◆ **Texto proporcionado**

○ ○ ○ ○ ○

Adulterio: propuesta irrazonable
En una entrevista periodística, la conocida abogada mediática Ana Rosenfeld lanzó una sorprendente moción que no dudamos en calificar de irrazonable. Propuso volver a tipificar el adulterio como delito. No se aclara si se refería al derogado delito penal de adulterio o al delito civil, es decir, la violación al deber de fidelidad que para el Código Civil constituía causal de divorcio. Pareció más bien que se refería al ámbito civil. Lo cierto es que, según la abogada, las causales de divorcio deberían reimplantarse.
El Código Civil y Comercial actual dejó de lado la noción de culpa y eliminó las causales de divorcio al instalar el divorcio por decisión unilateral de uno de los esposos, al cual no es posible oponerse por lo que se decreta sí o sí, cualesquiera fueran las diferencias entre las partes sobre otros aspectos de la relación.
En cuanto al deber de fidelidad, se lo redujo a un “deber moral”. Ya no es más un ilícito civil. Por cierto, el deber de fidelidad excede la noción de adulterio, referida a la violación a la exclusividad matrimonial en materia de comunicación sexual, pero el adulterio como causal no existe más.
La propuesta de la abogada importa contradecir la filosofía que, bien o mal, impregnó toda la reforma del derecho de familia en cuanto a divorcio se refiere, eliminando la noción de culpa, condenada desde la psicología, habilitando a cualquiera de los esposos a iniciar el trámite de divorcio, fuera cual fuese su conducta matrimonial, y descartando que la otra parte pueda oponerse. O sea, habrá divorcio ya sea por petición unilateral o de común acuerdo. Con ello desaparecieron los juicios de carácter contencioso en esta materia, con ambas partes atribuyéndose recíprocamente la culpa de la ruptura matrimonial.
Aparentemente, la doctora Rosenfeld añoraría aquellas épocas de combates judiciales, pero no parece razonable que se pretenda retrotraer la situación.

○ ○ ○ ○ ○

◆ **Problema 1**
En el texto sobre el adulterio, ¿a qué quedó reducido el deber de fidelidad?
◆ **Problema 2**
Por favor, copia del texto sobre el adulterio el fragmento que empieza con "La propuesta de" y sigue hasta "retrotraer la situación.", reemplazando "doctora" por "abogada".

◆ **Datos de entrada**
○ ○ ○ ○ ○

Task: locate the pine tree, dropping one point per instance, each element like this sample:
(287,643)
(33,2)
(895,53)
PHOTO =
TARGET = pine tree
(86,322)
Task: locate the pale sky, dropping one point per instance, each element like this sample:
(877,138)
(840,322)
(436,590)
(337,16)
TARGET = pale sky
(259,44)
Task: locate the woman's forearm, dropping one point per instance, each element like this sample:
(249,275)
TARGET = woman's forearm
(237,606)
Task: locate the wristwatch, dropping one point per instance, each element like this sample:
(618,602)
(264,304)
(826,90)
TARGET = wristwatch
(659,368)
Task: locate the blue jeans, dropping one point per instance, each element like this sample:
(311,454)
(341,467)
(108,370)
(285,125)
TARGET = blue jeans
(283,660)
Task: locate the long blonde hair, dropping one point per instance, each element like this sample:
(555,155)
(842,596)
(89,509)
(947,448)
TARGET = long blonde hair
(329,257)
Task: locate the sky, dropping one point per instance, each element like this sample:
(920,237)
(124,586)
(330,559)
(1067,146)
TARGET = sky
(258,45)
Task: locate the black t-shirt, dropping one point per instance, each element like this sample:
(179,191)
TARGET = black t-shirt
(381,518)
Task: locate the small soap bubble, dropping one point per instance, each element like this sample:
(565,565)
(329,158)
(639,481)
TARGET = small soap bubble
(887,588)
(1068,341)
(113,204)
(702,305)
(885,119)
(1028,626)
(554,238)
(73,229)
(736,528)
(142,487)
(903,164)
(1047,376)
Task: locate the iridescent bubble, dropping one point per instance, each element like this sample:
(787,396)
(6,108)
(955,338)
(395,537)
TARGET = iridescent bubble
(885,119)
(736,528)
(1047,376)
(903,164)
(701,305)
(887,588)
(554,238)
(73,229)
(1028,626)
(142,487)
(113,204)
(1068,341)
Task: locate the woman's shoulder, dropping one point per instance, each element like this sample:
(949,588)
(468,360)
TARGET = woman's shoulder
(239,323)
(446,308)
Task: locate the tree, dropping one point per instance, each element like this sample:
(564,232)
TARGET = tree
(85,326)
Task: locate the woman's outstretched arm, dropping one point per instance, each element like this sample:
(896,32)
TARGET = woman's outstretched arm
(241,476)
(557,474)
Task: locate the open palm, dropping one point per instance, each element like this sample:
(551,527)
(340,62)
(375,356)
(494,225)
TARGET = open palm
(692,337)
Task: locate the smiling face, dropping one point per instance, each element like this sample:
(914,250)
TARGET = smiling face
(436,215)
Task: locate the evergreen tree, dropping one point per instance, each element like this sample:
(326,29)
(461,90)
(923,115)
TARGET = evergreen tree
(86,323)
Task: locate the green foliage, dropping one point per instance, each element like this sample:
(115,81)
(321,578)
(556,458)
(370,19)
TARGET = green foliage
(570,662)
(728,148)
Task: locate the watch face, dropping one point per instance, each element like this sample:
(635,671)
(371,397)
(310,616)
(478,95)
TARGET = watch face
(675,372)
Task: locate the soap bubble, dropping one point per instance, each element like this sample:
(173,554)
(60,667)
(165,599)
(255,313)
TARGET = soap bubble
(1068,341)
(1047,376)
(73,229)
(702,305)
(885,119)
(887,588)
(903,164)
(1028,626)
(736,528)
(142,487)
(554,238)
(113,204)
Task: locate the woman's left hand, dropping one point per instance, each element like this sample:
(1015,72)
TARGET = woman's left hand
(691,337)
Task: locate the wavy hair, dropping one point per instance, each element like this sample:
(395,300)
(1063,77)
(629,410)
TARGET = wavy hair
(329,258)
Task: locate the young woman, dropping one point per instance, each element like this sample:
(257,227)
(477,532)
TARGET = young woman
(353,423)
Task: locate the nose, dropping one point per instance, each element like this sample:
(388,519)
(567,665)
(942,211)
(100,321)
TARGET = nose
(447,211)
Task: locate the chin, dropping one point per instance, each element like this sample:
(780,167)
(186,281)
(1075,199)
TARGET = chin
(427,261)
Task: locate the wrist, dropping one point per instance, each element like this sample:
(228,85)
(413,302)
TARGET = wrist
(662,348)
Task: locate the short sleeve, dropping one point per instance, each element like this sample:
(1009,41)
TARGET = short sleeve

○ ○ ○ ○ ○

◆ **Resultado de la tarea 1**
A un “deber moral”.

◆ **Resultado de la tarea 2**
La propuesta de la abogada importa contradecir la filosofía que, bien o mal, impregnó toda la reforma del derecho de familia en cuanto a divorcio se refiere, eliminando la noción de culpa, condenada desde la psicología, habilitando a cualquiera de los esposos a iniciar el trámite de divorcio, fuera cual fuese su conducta matrimonial, y descartando que la otra parte pueda oponerse. O sea, habrá divorcio ya sea por petición unilateral o de común acuerdo. Con ello desaparecieron los juicios de carácter contencioso en esta materia, con ambas partes atribuyéndose recíprocamente la culpa de la ruptura matrimonial.
Aparentemente, la abogada Rosenfeld añoraría aquellas épocas de combates judiciales, pero no parece razonable que se pretenda retrotraer la situación.